[Recorded data]
────────────────────
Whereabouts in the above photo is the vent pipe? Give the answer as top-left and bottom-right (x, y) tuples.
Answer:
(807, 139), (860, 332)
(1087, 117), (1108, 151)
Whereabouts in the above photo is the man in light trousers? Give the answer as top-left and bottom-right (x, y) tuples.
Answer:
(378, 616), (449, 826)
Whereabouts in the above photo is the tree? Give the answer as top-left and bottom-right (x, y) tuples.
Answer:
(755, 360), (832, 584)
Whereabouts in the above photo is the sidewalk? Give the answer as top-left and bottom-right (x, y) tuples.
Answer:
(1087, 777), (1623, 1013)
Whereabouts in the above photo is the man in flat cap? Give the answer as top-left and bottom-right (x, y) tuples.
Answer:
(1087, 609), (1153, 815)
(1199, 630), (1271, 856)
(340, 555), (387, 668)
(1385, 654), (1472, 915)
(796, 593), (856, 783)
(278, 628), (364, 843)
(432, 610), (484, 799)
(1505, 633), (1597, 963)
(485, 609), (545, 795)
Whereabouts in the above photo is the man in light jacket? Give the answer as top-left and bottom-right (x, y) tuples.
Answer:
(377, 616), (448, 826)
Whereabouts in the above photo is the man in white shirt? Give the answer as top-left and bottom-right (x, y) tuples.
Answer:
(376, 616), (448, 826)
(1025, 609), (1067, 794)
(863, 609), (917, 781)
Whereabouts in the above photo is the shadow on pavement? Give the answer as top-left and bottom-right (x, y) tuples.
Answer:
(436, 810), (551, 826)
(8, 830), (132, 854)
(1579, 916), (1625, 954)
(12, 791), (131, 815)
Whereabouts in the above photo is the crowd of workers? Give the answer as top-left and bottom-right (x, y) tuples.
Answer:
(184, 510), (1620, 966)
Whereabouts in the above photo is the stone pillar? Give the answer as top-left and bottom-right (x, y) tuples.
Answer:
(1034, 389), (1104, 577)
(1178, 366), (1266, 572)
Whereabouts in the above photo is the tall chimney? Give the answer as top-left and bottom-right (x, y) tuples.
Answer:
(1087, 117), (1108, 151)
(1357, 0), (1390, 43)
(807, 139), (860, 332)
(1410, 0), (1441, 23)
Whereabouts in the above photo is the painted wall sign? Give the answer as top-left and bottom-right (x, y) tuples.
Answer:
────────────────────
## [ACTIVITY]
Whenever the word "light" shows up in a line of the entries, copy that line.

## [TASK RESPONSE]
Whereabouts in the above photo is the man in light trousers? Give the answer as top-left and bottom-right (x, y) tuples.
Whereabouts in the above photo is the man in light jacket? Give the answer as top-left and bottom-right (x, y) tuples.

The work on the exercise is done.